Reading text:
begin
Runner Automobiles Ltd. (RAL) is a motorcycle and three-wheeler manufacturer in Bangladesh. Runner manufactures 12 different motorcycles ranging in  size from 80 to 150 CC, Runner has become the market leader in sub 100 CC motorcycle segment in the country. They are offering different motorcycles of various capacities and models. The principal product of the company is 2 Wheeler. Runner produces a product range varying from 80 CC to 150 CC, with 12 models of 2 Wheeler and scooters. The market for 2 Wheeler is on the rise in Bangladesh, riding on an increase in disposable income among the general population and a rapidly growing middle class. It has also started manufacturing 3-wheeler auto-rikshaw in its Blaluka factory.

History 
Hafizur Rahman Khan established and is the chairman of Runner Automobiles Limited. The company was incorporated as a private limited company in July 2000, and started its commercial operation since 2000 as an importer and trader of motorcycles. Later, it was converted to a public limited company in January 2012 and started the business of manufacturing and selling motorcycles, and later three-wheeled vehicles. Subsequently, the company established its facility of assembling engines and manufacturing other parts of motorcycles and presently established its effective distribution channel throughout the country with a network of more than 100 active dealers and over 270 sales centers along with own 27 operational showrooms. RAL's manufacturing facility is located at Bhaluka, Mymensingh. The factory is constructed with pre-fabricated steel structure on its own premises of 4,944.04 decimals land with a covered space of over 4,40,310 sft.
end
(Data from a collection)
begin
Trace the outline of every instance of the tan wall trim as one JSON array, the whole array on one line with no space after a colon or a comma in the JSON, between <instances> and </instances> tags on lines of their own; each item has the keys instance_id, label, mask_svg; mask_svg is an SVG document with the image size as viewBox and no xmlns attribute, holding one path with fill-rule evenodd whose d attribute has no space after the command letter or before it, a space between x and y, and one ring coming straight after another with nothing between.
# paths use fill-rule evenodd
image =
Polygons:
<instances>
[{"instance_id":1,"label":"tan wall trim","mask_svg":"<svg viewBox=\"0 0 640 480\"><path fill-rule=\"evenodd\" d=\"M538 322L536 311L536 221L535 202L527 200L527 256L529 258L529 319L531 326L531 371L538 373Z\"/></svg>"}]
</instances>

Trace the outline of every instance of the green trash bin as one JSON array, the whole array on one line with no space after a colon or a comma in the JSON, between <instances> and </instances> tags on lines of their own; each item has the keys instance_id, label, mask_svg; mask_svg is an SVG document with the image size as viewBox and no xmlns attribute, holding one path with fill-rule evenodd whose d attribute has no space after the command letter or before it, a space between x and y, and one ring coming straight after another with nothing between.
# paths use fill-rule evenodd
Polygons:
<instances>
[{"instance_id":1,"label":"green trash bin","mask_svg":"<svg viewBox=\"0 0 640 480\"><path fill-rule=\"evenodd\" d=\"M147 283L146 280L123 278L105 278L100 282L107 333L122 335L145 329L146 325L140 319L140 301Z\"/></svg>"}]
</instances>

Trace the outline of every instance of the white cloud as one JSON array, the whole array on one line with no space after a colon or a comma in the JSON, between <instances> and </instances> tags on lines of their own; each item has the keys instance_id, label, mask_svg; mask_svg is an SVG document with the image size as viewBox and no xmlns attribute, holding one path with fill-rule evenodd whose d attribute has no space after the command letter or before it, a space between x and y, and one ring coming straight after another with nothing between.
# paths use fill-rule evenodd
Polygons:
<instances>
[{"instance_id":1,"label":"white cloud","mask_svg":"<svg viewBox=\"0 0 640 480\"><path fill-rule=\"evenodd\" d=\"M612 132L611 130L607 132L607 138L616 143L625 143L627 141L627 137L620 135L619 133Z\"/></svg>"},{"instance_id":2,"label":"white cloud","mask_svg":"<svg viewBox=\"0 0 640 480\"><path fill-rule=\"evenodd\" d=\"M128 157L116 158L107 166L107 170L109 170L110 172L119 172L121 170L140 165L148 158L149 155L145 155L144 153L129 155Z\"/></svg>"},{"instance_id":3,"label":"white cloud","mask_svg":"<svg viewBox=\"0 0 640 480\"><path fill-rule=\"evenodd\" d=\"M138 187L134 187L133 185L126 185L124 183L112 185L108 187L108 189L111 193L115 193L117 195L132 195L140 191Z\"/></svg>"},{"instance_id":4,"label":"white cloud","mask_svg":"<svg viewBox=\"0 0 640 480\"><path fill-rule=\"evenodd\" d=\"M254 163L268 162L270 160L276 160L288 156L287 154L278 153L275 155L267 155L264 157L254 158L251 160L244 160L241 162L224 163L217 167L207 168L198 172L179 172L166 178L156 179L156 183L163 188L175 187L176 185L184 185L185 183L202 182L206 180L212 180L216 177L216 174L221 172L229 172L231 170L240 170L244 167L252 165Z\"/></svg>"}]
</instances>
end
Written exercise: Reproduce the passage on Runner Automobiles in full, word for word. The data here is separate material and has no connection to the passage on Runner Automobiles.

Response to the task:
Runner Automobiles Ltd. (RAL) is a motorcycle and three-wheeler manufacturer in Bangladesh. Runner manufactures 12 different motorcycles ranging in  size from 80 to 150 CC, Runner has become the market leader in sub 100 CC motorcycle segment in the country. They are offering different motorcycles of various capacities and models. The principal product of the company is 2 Wheeler. Runner produces a product range varying from 80 CC to 150 CC, with 12 models of 2 Wheeler and scooters. The market for 2 Wheeler is on the rise in Bangladesh, riding on an increase in disposable income among the general population and a rapidly growing middle class. It has also started manufacturing 3-wheeler auto-rikshaw in its Blaluka factory.

History 
Hafizur Rahman Khan established and is the chairman of Runner Automobiles Limited. The company was incorporated as a private limited company in July 2000, and started its commercial operation since 2000 as an importer and trader of motorcycles. Later, it was converted to a public limited company in January 2012 and started the business of manufacturing and selling motorcycles, and later three-wheeled vehicles. Subsequently, the company established its facility of assembling engines and manufacturing other parts of motorcycles and presently established its effective distribution channel throughout the country with a network of more than 100 active dealers and over 270 sales centers along with own 27 operational showrooms. RAL's manufacturing facility is located at Bhaluka, Mymensingh. The factory is constructed with pre-fabricated steel structure on its own premises of 4,944.04 decimals land with a covered space of over 4,40,310 sft.